Request. Please rewrite each line of the listing below as a JSON list of strings, one string per line, with blank lines skipped and the pictures left out.

Supplied records.
━━━━━━━━━━

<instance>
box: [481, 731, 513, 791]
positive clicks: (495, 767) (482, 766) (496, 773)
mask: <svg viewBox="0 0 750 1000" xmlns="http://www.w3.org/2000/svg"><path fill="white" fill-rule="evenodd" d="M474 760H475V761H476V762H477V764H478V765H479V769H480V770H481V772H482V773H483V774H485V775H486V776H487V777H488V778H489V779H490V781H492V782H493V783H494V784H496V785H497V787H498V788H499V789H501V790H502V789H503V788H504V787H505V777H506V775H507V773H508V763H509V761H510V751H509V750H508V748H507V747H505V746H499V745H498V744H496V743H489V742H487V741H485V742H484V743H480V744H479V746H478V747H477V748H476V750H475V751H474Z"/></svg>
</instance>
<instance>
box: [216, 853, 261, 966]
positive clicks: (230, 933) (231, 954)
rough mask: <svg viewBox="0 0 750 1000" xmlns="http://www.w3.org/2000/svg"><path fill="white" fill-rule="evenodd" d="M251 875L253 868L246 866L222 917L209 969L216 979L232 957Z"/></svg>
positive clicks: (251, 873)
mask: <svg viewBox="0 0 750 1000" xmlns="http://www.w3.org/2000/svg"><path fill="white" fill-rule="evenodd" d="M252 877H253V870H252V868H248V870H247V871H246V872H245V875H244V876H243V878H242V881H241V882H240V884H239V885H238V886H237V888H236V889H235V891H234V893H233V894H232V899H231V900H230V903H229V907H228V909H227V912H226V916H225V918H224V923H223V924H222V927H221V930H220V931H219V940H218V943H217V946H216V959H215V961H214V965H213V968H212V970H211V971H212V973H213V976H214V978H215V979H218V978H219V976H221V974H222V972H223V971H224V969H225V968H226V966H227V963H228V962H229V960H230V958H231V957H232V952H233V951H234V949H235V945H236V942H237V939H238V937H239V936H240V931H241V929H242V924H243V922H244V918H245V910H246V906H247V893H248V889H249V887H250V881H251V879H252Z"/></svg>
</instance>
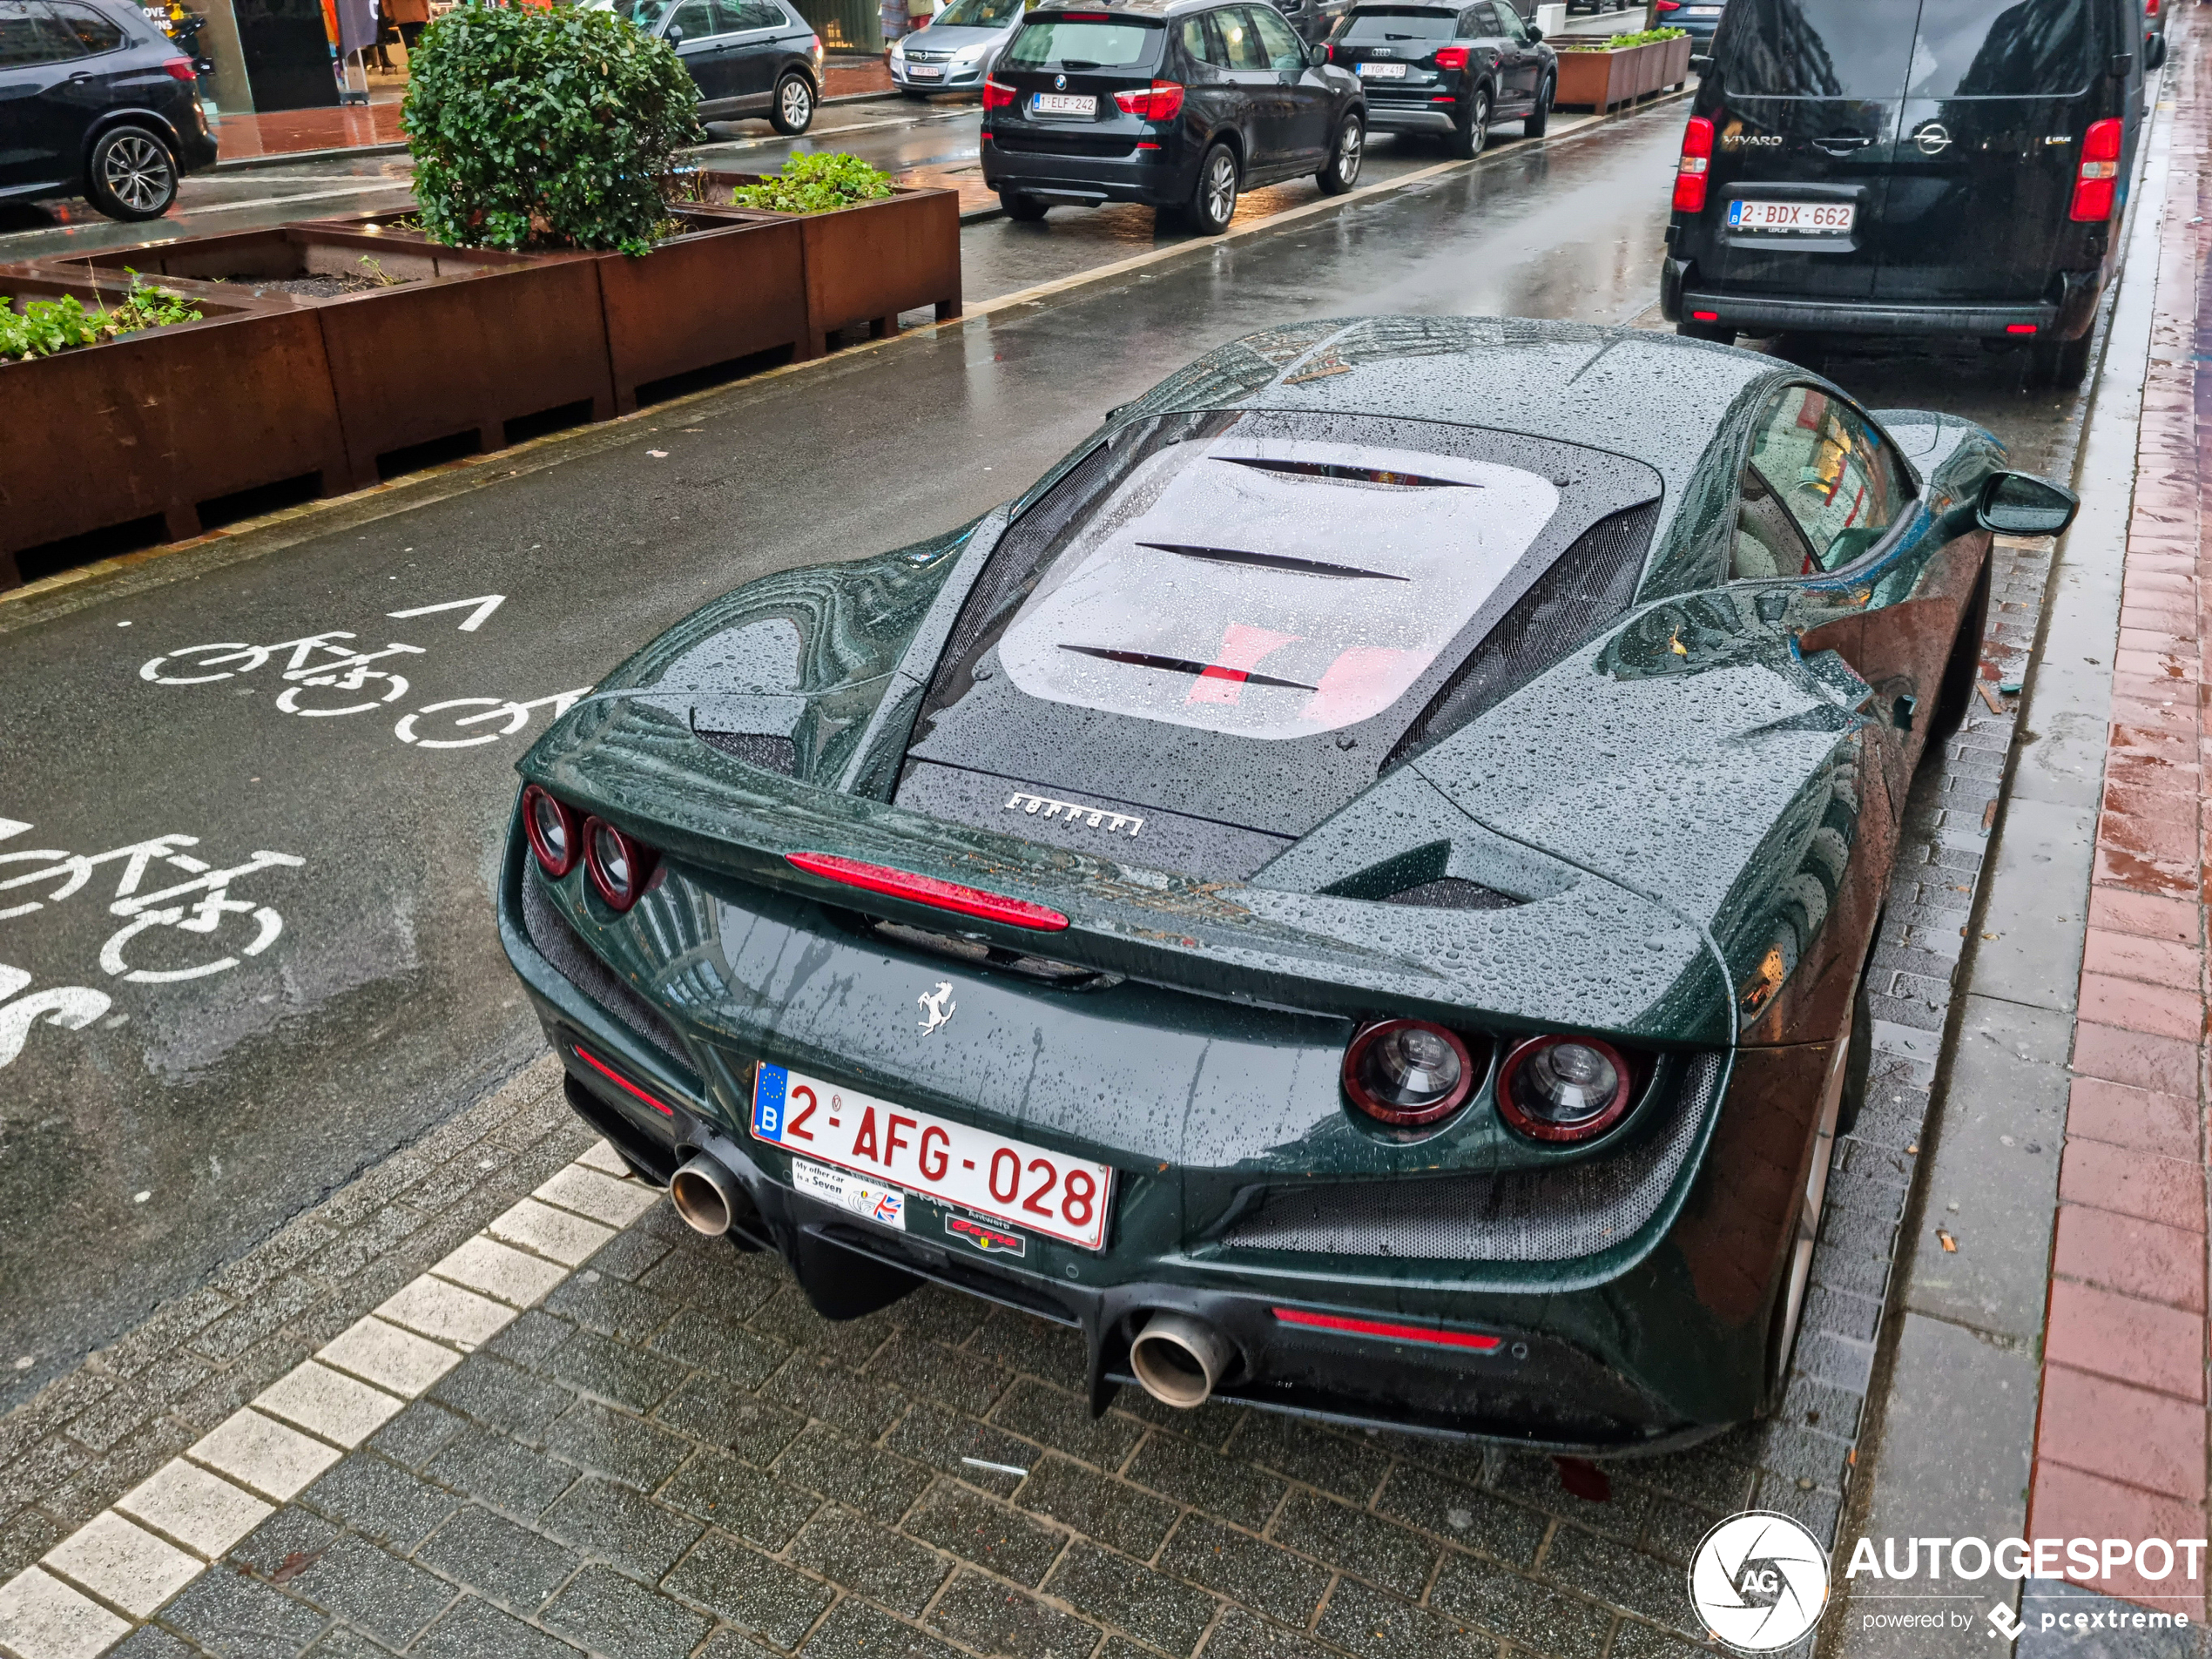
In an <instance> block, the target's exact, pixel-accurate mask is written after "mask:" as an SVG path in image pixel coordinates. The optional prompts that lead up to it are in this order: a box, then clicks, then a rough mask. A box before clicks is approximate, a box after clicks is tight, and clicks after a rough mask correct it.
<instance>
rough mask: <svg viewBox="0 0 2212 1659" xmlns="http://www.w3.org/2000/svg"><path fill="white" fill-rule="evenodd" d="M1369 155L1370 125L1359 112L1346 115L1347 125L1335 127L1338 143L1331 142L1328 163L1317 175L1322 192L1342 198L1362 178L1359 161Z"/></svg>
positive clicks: (1317, 178)
mask: <svg viewBox="0 0 2212 1659" xmlns="http://www.w3.org/2000/svg"><path fill="white" fill-rule="evenodd" d="M1365 155H1367V124H1365V122H1360V117H1358V115H1347V117H1345V124H1343V126H1338V128H1336V142H1334V144H1329V164H1327V166H1325V168H1321V173H1316V175H1314V184H1318V186H1321V195H1325V197H1340V195H1343V192H1345V190H1349V188H1352V186H1354V184H1358V181H1360V161H1363V159H1365Z"/></svg>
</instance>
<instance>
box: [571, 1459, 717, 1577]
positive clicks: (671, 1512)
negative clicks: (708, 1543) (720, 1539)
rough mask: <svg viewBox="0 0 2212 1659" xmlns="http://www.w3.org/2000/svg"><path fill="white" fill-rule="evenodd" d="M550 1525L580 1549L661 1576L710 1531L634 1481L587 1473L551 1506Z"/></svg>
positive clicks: (657, 1576)
mask: <svg viewBox="0 0 2212 1659" xmlns="http://www.w3.org/2000/svg"><path fill="white" fill-rule="evenodd" d="M544 1526H546V1531H549V1533H553V1535H555V1537H562V1540H566V1542H571V1544H575V1546H577V1548H584V1551H593V1553H597V1555H606V1557H608V1559H613V1562H622V1564H624V1566H628V1568H630V1571H635V1573H639V1575H641V1577H648V1579H659V1577H661V1573H666V1571H668V1568H670V1566H675V1564H677V1559H679V1557H681V1555H684V1551H688V1548H690V1546H692V1542H695V1540H697V1537H699V1533H703V1531H706V1526H701V1524H699V1522H695V1520H692V1517H690V1515H679V1513H675V1511H672V1509H661V1506H659V1504H655V1502H653V1500H650V1498H644V1495H639V1493H635V1491H630V1489H628V1486H617V1484H615V1482H611V1480H595V1478H591V1475H586V1478H584V1480H580V1482H575V1486H571V1489H568V1495H566V1498H562V1500H560V1502H557V1504H553V1509H549V1511H546V1517H544Z"/></svg>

━━━━━━━━━━

Exercise solution.
[
  "<instance>",
  "box: [481, 731, 513, 791]",
  "positive clicks: (495, 767) (482, 766) (496, 773)",
  "mask: <svg viewBox=\"0 0 750 1000\" xmlns=\"http://www.w3.org/2000/svg\"><path fill=\"white\" fill-rule=\"evenodd\" d=\"M474 760H475V761H476V762H477V764H478V765H479V769H480V770H481V772H482V773H483V774H485V775H486V776H487V777H488V778H489V779H490V781H492V782H493V783H494V784H496V785H497V787H498V788H499V789H501V790H502V789H503V788H504V787H505V777H506V775H507V773H508V763H509V761H510V751H509V750H508V748H507V747H505V746H499V745H498V744H496V743H489V742H487V741H485V742H484V743H480V744H479V746H478V747H477V748H476V750H475V751H474Z\"/></svg>",
  "</instance>",
  "<instance>",
  "box: [216, 853, 261, 966]",
  "positive clicks: (230, 933) (231, 954)",
  "rough mask: <svg viewBox=\"0 0 750 1000\" xmlns=\"http://www.w3.org/2000/svg\"><path fill=\"white\" fill-rule=\"evenodd\" d=\"M251 875L253 868L246 866L222 917L209 969L216 979L232 957Z\"/></svg>",
  "positive clicks: (251, 873)",
  "mask: <svg viewBox=\"0 0 750 1000\" xmlns=\"http://www.w3.org/2000/svg\"><path fill=\"white\" fill-rule=\"evenodd\" d=\"M252 877H253V870H252V868H248V870H247V871H246V872H245V875H244V876H243V878H242V881H241V882H240V884H239V885H238V886H237V888H236V889H235V891H234V893H233V894H232V899H231V900H230V903H229V907H228V909H227V912H226V916H225V918H224V923H223V924H222V927H221V930H220V931H219V940H218V943H217V946H216V959H215V961H214V965H213V968H212V970H211V971H212V973H213V976H214V978H215V979H218V978H219V976H221V974H222V972H223V971H224V969H225V968H226V966H227V963H228V962H229V960H230V958H231V957H232V952H233V951H234V949H235V945H236V942H237V939H238V937H239V936H240V931H241V929H242V924H243V922H244V918H245V910H246V906H247V893H248V889H249V887H250V881H251V879H252Z\"/></svg>",
  "</instance>",
  "In an <instance> block, the target's exact, pixel-accurate mask is written after \"mask:\" as an SVG path in image pixel coordinates. The optional prompts that lead up to it are in this order: a box, then clicks, then a rough mask. A box before clicks is approximate, a box after clicks is tight, and clicks after a rough mask correct it.",
  "<instance>",
  "rough mask: <svg viewBox=\"0 0 2212 1659\" xmlns=\"http://www.w3.org/2000/svg\"><path fill=\"white\" fill-rule=\"evenodd\" d=\"M1369 155L1370 125L1359 112L1346 115L1347 125L1335 127L1338 143L1331 142L1328 163L1317 175L1322 192L1342 198L1362 178L1359 161Z\"/></svg>",
  "positive clicks: (1317, 178)",
  "mask: <svg viewBox=\"0 0 2212 1659\" xmlns=\"http://www.w3.org/2000/svg\"><path fill=\"white\" fill-rule=\"evenodd\" d=\"M1365 155H1367V124H1365V122H1360V117H1358V115H1347V117H1345V124H1343V126H1338V128H1336V142H1334V144H1329V164H1327V166H1325V168H1321V173H1316V175H1314V184H1318V186H1321V195H1325V197H1340V195H1343V192H1345V190H1349V188H1352V186H1354V184H1358V181H1360V161H1363V159H1365Z\"/></svg>",
  "</instance>",
  "<instance>",
  "box: [571, 1459, 717, 1577]",
  "positive clicks: (671, 1512)",
  "negative clicks: (708, 1543) (720, 1539)",
  "rough mask: <svg viewBox=\"0 0 2212 1659\" xmlns=\"http://www.w3.org/2000/svg\"><path fill=\"white\" fill-rule=\"evenodd\" d=\"M550 1525L580 1549L661 1576L710 1531L634 1481L587 1473L551 1506Z\"/></svg>",
  "positive clicks: (657, 1576)",
  "mask: <svg viewBox=\"0 0 2212 1659\" xmlns=\"http://www.w3.org/2000/svg\"><path fill=\"white\" fill-rule=\"evenodd\" d=\"M544 1526H546V1531H549V1533H553V1535H555V1537H562V1540H566V1542H571V1544H575V1546H577V1548H584V1551H593V1553H597V1555H606V1557H608V1559H613V1562H622V1564H624V1566H628V1568H630V1571H635V1573H639V1575H641V1577H648V1579H659V1577H661V1573H666V1571H668V1568H670V1566H675V1564H677V1559H679V1557H681V1555H684V1551H688V1548H690V1546H692V1542H695V1540H697V1537H699V1533H703V1531H706V1526H701V1524H699V1522H695V1520H692V1517H690V1515H679V1513H675V1511H672V1509H661V1506H659V1504H655V1502H653V1500H650V1498H644V1495H639V1493H635V1491H630V1489H628V1486H617V1484H615V1482H611V1480H595V1478H591V1475H586V1478H584V1480H580V1482H575V1486H571V1489H568V1495H566V1498H562V1500H560V1502H557V1504H553V1509H549V1511H546V1517H544Z\"/></svg>"
]